** START TEXT PROVIDED **
It seems that PID in the log and exq_ui do not match.

The text was updated successfully, but these errors were encountered:

akira · 2017-01-06T05:13:25Z

never got cleared from the queue, blocking slot for other jobs

How are you seeing this? Is this from the UI only, or actually tasks executing. What if concurrency is 1 and this happens? Or is just manifested by #227

mspanc · 2017-01-06T10:25:19Z

I see that no jobs are happening, also don't see anything in the logs.

I am unable to test this with concurrency 1.

akira · 2017-01-21T22:51:13Z

@mspanc I can't seem to replicate this. Could it be possibly caused by #231? I am seeing a memory issue under heavy load. I'm still investigating, but have a fix for the stats part of it. I wonder if you were seeing increased memory as well.

mspanc · 2017-01-23T12:51:01Z

I don't have environment any more which I can use to test this out.

jbrowning · 2017-03-08T15:34:35Z

We are experiencing this in production with Exq 0.8.3. Occasionally, jobs will get stuck in a perpetual processing state and hoard a process slot. Restarting does not fix and I have to manually clear out the process list via Exq.Api.clear_processes/1.

Let me know if there's anything you'd like me do to try to narrow down the issue.

akira · 2017-03-09T06:37:33Z

@jbrowning can you try Exq version 0.8.4, I recently added something that could potentially fix this.

jbrowning · 2017-03-09T15:12:10Z

Ok, sounds good. Will let you know.

Thanks for the quick response @akira

jbrowning · 2017-03-27T16:53:57Z

@akira we've had 0.8.4 in production for a few weeks now and still end up with stuck jobs. It seems to occur most often when a large number of jobs (2000+) are added to the queue at once.

akira · 2017-03-29T17:14:34Z

@jbrowning thanks for update. Will take a look.

akira · 2017-04-03T06:35:25Z

@jbrowning I haven't had a chance to narrow down yet.

Can you give me following info if possible:

mix.lock file or versions of dependent libraries that Exq uses (like Redix).
Roughly, how many messages do you process (per hour/day, etc)
Is there a pattern in how long the system is up before this happens?
** END TEXT PROVIDED **
** START LISTED ENTRIES **
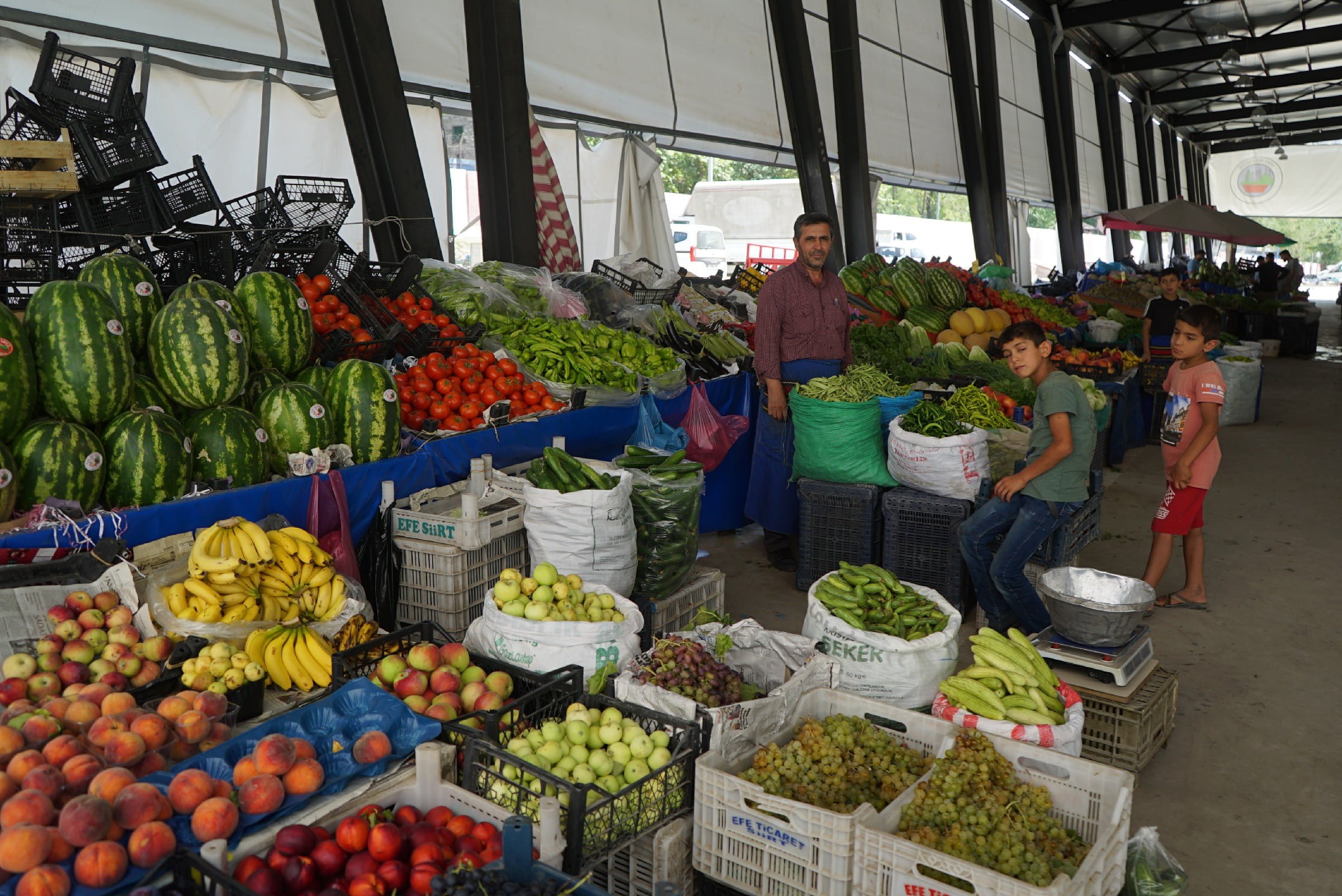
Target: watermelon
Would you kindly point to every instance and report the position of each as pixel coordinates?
(364, 403)
(276, 320)
(18, 377)
(58, 459)
(297, 420)
(148, 459)
(317, 377)
(198, 352)
(84, 358)
(230, 443)
(132, 290)
(8, 490)
(257, 384)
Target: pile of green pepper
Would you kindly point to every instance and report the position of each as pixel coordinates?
(666, 515)
(874, 600)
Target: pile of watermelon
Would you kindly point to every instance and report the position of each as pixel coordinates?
(111, 395)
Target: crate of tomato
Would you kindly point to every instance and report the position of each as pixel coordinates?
(466, 390)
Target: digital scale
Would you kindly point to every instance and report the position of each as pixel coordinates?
(1117, 666)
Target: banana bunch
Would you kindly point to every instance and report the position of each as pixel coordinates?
(355, 632)
(1008, 680)
(240, 573)
(293, 656)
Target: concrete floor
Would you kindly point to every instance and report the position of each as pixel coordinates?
(1249, 790)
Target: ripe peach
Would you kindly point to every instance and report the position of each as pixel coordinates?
(48, 780)
(190, 789)
(23, 848)
(151, 844)
(173, 706)
(136, 805)
(85, 820)
(274, 754)
(306, 776)
(153, 729)
(111, 783)
(79, 772)
(192, 726)
(27, 808)
(371, 747)
(216, 819)
(124, 749)
(45, 880)
(261, 794)
(101, 864)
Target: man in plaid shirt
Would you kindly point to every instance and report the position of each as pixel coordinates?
(802, 333)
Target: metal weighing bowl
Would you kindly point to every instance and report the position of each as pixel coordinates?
(1095, 608)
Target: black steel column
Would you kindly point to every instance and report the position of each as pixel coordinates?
(804, 121)
(991, 124)
(501, 115)
(1054, 139)
(377, 122)
(859, 223)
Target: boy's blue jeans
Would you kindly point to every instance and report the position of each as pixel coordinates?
(1000, 584)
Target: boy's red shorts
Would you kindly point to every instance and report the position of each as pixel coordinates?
(1180, 510)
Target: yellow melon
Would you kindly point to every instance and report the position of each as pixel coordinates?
(961, 323)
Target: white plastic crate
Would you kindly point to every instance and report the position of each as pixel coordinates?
(768, 846)
(659, 855)
(1090, 799)
(447, 585)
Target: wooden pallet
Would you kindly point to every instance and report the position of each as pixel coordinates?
(53, 173)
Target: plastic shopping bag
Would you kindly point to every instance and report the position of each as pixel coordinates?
(654, 432)
(1152, 871)
(328, 519)
(712, 435)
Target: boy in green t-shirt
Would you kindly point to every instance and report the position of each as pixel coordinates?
(1028, 506)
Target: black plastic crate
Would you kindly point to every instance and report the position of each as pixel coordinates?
(594, 829)
(316, 202)
(838, 522)
(188, 193)
(923, 541)
(77, 83)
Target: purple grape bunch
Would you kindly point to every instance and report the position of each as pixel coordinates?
(690, 670)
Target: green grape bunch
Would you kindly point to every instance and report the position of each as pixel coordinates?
(838, 764)
(975, 808)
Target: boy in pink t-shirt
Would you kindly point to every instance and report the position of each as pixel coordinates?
(1191, 452)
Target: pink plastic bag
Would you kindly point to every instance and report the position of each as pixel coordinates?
(712, 435)
(328, 518)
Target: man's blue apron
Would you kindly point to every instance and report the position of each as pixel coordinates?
(772, 498)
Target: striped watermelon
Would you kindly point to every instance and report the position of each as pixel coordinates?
(132, 289)
(945, 290)
(18, 377)
(148, 459)
(257, 384)
(58, 459)
(276, 320)
(8, 483)
(198, 352)
(85, 369)
(297, 420)
(317, 377)
(364, 403)
(230, 443)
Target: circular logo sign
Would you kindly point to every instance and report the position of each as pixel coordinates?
(1256, 180)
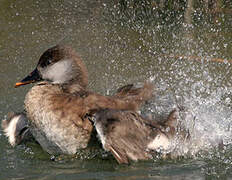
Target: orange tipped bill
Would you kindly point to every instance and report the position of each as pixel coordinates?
(22, 83)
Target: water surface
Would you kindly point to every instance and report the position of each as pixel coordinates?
(119, 48)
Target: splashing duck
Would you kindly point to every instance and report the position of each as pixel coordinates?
(58, 104)
(129, 136)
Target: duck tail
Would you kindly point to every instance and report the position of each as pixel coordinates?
(15, 128)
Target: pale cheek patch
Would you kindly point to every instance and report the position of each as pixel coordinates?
(10, 131)
(160, 142)
(59, 72)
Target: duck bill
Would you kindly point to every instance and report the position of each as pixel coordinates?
(34, 76)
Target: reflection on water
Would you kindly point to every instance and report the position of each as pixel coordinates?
(121, 47)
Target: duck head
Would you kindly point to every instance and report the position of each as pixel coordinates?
(59, 65)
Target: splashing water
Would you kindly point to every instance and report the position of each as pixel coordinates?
(208, 119)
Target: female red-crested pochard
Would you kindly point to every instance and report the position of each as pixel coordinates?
(58, 104)
(129, 136)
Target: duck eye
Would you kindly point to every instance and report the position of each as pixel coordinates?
(45, 60)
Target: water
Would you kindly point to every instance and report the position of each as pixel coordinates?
(120, 48)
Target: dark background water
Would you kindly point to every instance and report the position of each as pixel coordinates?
(124, 42)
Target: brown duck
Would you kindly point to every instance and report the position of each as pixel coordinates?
(57, 105)
(128, 136)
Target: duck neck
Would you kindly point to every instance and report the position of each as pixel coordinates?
(73, 87)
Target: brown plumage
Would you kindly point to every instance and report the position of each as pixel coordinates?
(58, 104)
(128, 136)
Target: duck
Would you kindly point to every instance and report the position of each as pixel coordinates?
(16, 129)
(130, 137)
(58, 104)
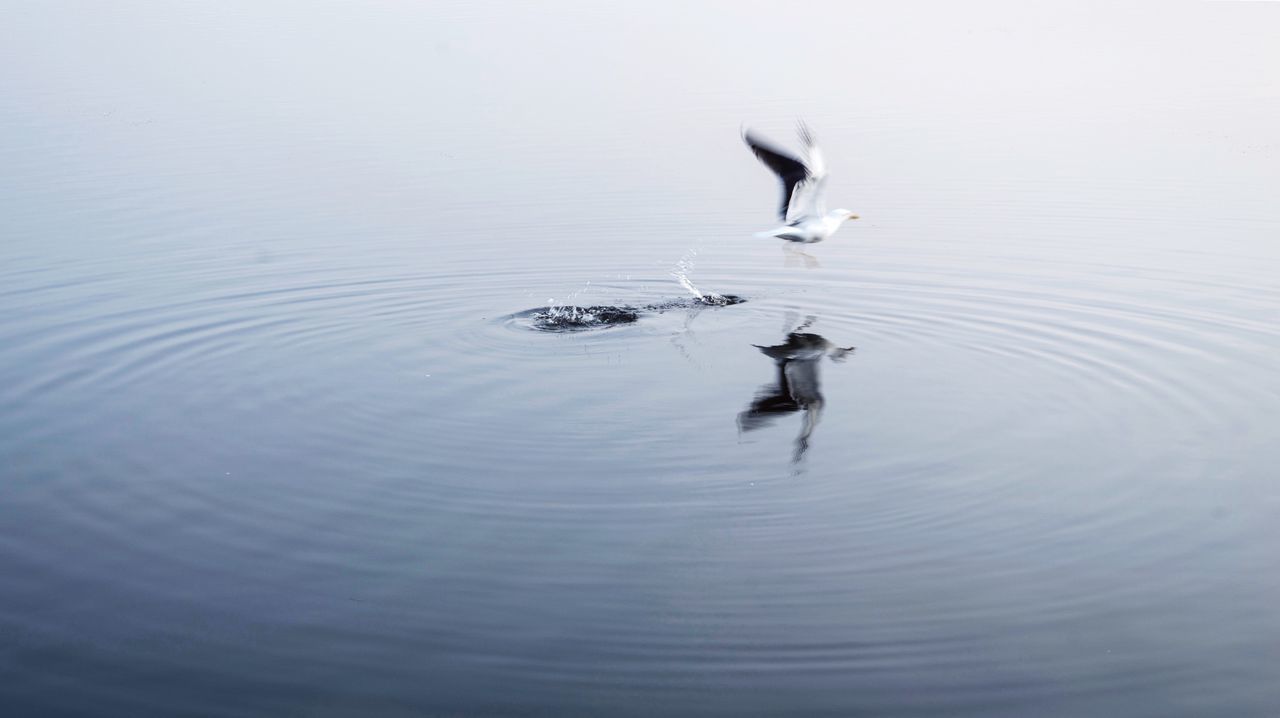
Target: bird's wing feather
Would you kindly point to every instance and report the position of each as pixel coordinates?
(790, 170)
(809, 201)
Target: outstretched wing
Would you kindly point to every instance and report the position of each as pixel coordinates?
(809, 200)
(790, 170)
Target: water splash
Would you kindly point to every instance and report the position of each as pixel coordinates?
(681, 271)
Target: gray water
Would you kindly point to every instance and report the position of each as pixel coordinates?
(278, 435)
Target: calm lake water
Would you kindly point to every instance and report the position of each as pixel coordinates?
(278, 437)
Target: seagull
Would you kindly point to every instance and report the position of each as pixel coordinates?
(798, 385)
(804, 181)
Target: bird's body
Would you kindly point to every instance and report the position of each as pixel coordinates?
(804, 179)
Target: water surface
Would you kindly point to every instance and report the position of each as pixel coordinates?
(278, 437)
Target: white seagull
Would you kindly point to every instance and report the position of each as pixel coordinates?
(804, 181)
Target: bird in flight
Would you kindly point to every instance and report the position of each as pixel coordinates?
(804, 181)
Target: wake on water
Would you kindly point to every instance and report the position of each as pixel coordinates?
(572, 318)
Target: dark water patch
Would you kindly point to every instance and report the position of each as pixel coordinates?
(598, 316)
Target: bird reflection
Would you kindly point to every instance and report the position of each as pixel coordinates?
(796, 385)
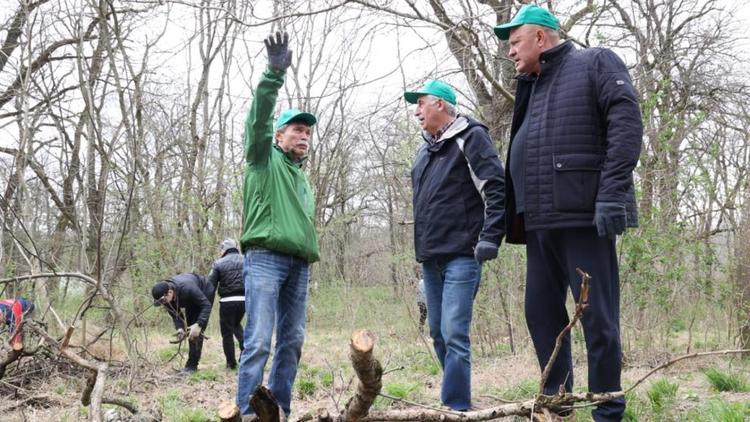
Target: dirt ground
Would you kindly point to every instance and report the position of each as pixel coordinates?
(160, 390)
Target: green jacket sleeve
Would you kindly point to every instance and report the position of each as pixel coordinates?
(259, 121)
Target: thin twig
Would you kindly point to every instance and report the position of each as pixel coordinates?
(583, 300)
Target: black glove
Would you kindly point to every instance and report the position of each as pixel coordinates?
(484, 251)
(610, 219)
(279, 54)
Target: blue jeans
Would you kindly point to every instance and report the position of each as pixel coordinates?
(275, 294)
(450, 286)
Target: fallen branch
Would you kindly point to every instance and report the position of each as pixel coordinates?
(583, 302)
(92, 395)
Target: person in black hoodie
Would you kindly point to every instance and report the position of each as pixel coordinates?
(226, 277)
(457, 183)
(187, 297)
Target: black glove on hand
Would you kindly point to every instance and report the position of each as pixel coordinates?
(279, 54)
(484, 251)
(610, 219)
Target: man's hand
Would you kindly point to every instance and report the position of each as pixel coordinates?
(610, 218)
(279, 54)
(484, 251)
(195, 332)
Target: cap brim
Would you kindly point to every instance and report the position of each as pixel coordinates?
(306, 118)
(412, 97)
(503, 31)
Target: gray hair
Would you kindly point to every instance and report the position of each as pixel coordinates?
(282, 128)
(449, 108)
(552, 34)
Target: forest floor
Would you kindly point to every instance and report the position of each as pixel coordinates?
(681, 392)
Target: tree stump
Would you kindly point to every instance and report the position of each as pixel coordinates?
(265, 405)
(369, 372)
(229, 412)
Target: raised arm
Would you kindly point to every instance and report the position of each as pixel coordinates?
(259, 121)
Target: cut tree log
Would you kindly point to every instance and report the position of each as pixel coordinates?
(265, 405)
(369, 372)
(229, 412)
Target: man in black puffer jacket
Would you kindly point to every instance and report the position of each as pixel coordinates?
(226, 277)
(187, 297)
(457, 183)
(575, 139)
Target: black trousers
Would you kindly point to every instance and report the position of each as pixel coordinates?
(422, 313)
(195, 347)
(552, 258)
(230, 321)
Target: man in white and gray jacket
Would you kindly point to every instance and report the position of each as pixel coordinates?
(226, 277)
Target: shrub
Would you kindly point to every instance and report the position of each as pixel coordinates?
(722, 381)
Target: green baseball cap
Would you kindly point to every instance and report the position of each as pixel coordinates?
(432, 87)
(292, 115)
(529, 14)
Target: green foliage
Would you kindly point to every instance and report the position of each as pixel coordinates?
(176, 409)
(306, 386)
(204, 375)
(326, 379)
(167, 353)
(401, 390)
(661, 394)
(720, 411)
(722, 381)
(424, 363)
(633, 407)
(524, 390)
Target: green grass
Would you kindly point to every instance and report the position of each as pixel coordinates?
(524, 390)
(176, 409)
(167, 353)
(361, 305)
(723, 381)
(401, 390)
(306, 386)
(661, 394)
(634, 407)
(720, 411)
(204, 375)
(326, 379)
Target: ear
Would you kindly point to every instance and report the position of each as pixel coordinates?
(541, 37)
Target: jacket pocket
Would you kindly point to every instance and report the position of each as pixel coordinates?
(575, 181)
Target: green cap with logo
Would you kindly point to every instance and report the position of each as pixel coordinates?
(432, 87)
(529, 14)
(294, 115)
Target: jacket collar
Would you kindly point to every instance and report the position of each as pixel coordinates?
(458, 125)
(288, 154)
(555, 54)
(548, 58)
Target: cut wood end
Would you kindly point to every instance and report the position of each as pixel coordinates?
(363, 341)
(228, 410)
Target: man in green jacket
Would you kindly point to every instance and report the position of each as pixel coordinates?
(278, 237)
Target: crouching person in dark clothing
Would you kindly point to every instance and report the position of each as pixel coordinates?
(187, 298)
(226, 277)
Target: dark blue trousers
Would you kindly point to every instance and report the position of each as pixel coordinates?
(552, 258)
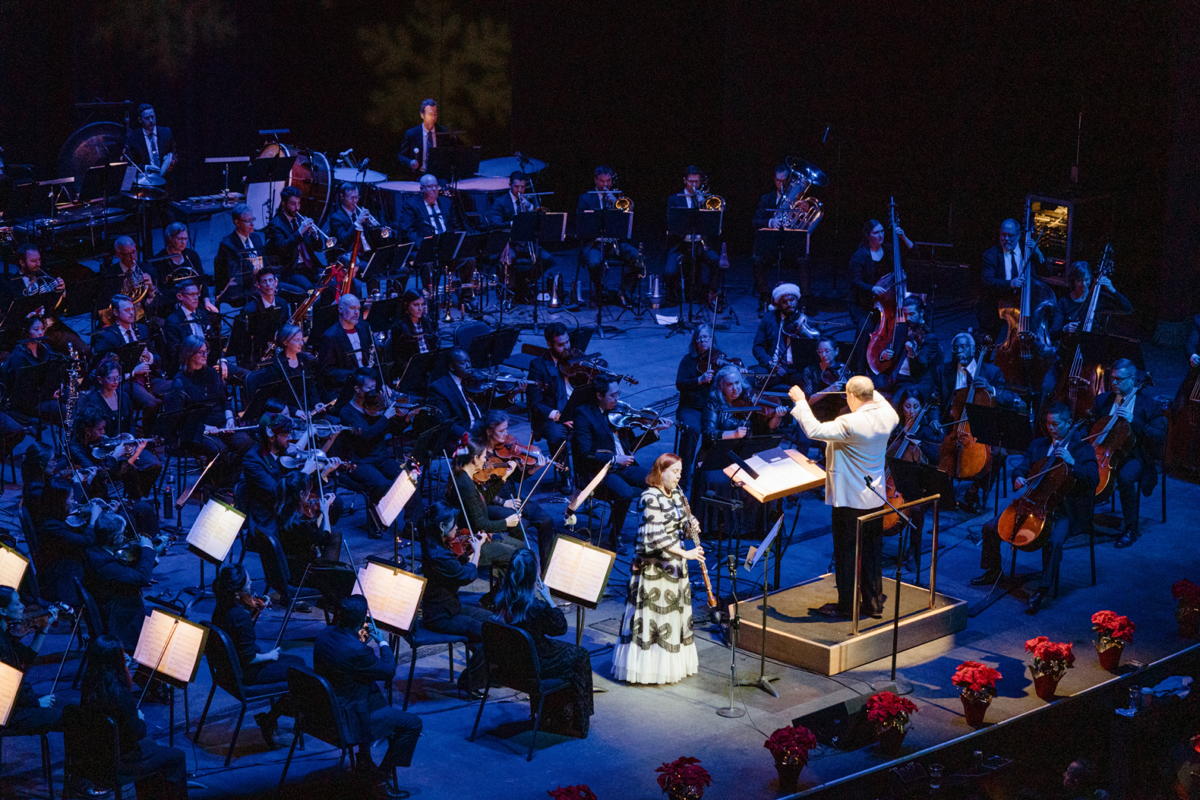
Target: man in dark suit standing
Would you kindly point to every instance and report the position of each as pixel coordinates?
(151, 146)
(1001, 274)
(352, 668)
(1134, 470)
(594, 444)
(593, 252)
(421, 139)
(690, 248)
(239, 257)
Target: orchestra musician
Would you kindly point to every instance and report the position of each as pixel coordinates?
(420, 139)
(1073, 516)
(777, 330)
(594, 444)
(239, 257)
(30, 714)
(550, 391)
(1134, 467)
(294, 241)
(1001, 274)
(151, 145)
(237, 612)
(691, 248)
(594, 252)
(353, 668)
(868, 265)
(856, 453)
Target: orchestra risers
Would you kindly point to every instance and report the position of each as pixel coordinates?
(797, 637)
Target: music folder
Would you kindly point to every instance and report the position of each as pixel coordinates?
(393, 594)
(215, 530)
(171, 647)
(579, 571)
(396, 498)
(12, 566)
** END LISTED ENTRIES **
** WRITTEN REQUEST A **
In the Exq issue thread, repeat the text starting with "I don't have" and going on through "down the issue.".
** WRITTEN REQUEST B **
Answer these questions from the Exq issue thread:
(i) Which Exq version did jbrowning first report running in production?
(ii) Which function did jbrowning use to manually clear the process list?
(iii) According to jbrowning, when do stuck jobs occur most often?
** WRITTEN REQUEST C **
Resume the Exq issue thread after its last line and continue it.
The listing is separate material from the Exq issue thread.

** TASK RESPONSE A **
I don't have environment any more which I can use to test this out.

jbrowning · 2017-03-08T15:34:35Z

We are experiencing this in production with Exq 0.8.3. Occasionally, jobs will get stuck in a perpetual processing state and hoard a process slot. Restarting does not fix and I have to manually clear out the process list via Exq.Api.clear_processes/1.

Let me know if there's anything you'd like me do to try to narrow down the issue.

** TASK RESPONSE B **
(i) Exq 0.8.3
(ii) Exq.Api.clear_processes/1
(iii) When a large number of jobs (2000+) are added to the queue at once

** TASK RESPONSE C **
are any particular type of exceptions that happens that you may see this in the log to cause this (if you workers raise anything, or if they have clean runs).
If you have any custom middleware, etc.
If you run ExqUI maybe you can paste stats of dashboard and get info from there.

Thanks!

j-mcnally · 2017-04-03T17:57:09Z

Based on past experience ive had with sidekiq exhibiting the behaviour, it was often the case of Blocking IO that never finished and didnt have timeout code. The classic example being network / http IO. Where a HTTP request would just wait forever and not realize it was disconnect because Ruby. Could it be similar? Curious if you are doing webscraping / http or any blocking io?

akira · 2017-04-06T14:51:37Z

@jbrowning I was able to reproduce this in one case, I will try to get a fix asap.

akira · 2017-04-10T06:19:50Z

@jbrowning If you can upgrade to Exq 0.8.6 - there was a situation where Process.exit would have caused #251 - so this is one possibility.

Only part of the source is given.